Do you ever remember seeing a vending machine in your school when you were a kid?  I remember visiting the water fountain a lot, but not a soda or snack machine.  How about all the sweet snack foods and candy that we see at the store, in the office, and during parties.   This food seems to be abundant and always in reach, even when were trying to be good.

The two leading causes in childhood obesity are decreased physical activity and the over indulgence of food that has a lot of sugar or carbohydrates.  Lets talk some facts.  The obesity rate continues to climb, where adolescent children 6-19 years old, has nearly tripled since 1966, now at 15-17% of the adolescent population.  More than 10% of children between the ages of 2 and 5 are overweight, up from 7% in 1994.  It’s not just an epidemic in children, 65% of all American adults are overweight or obese too.

Overweight and obese children are at risk of serious health problems.  Type II diabetes, also known as adult onset diabetes, is no longer adult onset.  A dramatic rise of children suffering from type II diabetes is occurring, where 1 in 4 children are showing early signs of the disease, and 60% of children already have one risk factor for heart disease.  In fact, 80% of type II diabetes is related to obesity.  Other illnesses related to obesity include:  70% of the obese population have cardiovascular disease, 42% breast and colon cancer, 30% of gall bladder surgery, and 26% have high blood pressure.

(Extracted records)
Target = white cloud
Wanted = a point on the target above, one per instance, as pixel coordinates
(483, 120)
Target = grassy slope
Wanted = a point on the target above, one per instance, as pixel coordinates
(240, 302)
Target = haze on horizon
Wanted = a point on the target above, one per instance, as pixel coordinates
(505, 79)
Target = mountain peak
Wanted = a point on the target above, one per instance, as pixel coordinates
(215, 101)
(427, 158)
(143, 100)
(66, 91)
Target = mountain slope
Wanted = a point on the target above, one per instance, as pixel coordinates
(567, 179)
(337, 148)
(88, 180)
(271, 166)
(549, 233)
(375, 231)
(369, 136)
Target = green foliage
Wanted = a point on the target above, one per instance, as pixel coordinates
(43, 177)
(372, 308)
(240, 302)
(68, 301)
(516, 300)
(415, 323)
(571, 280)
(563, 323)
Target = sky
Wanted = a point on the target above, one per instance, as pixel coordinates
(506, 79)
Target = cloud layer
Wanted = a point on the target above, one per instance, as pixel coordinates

Problem to solve: Write out the portion of the childhood obesity passage that begins with the words "Do you ever" and ends after "to be good.". The entries have no connection to the childhood obesity passage.

Written solution:
Do you ever remember seeing a vending machine in your school when you were a kid?  I remember visiting the water fountain a lot, but not a soda or snack machine.  How about all the sweet snack foods and candy that we see at the store, in the office, and during parties.   This food seems to be abundant and always in reach, even when were trying to be good.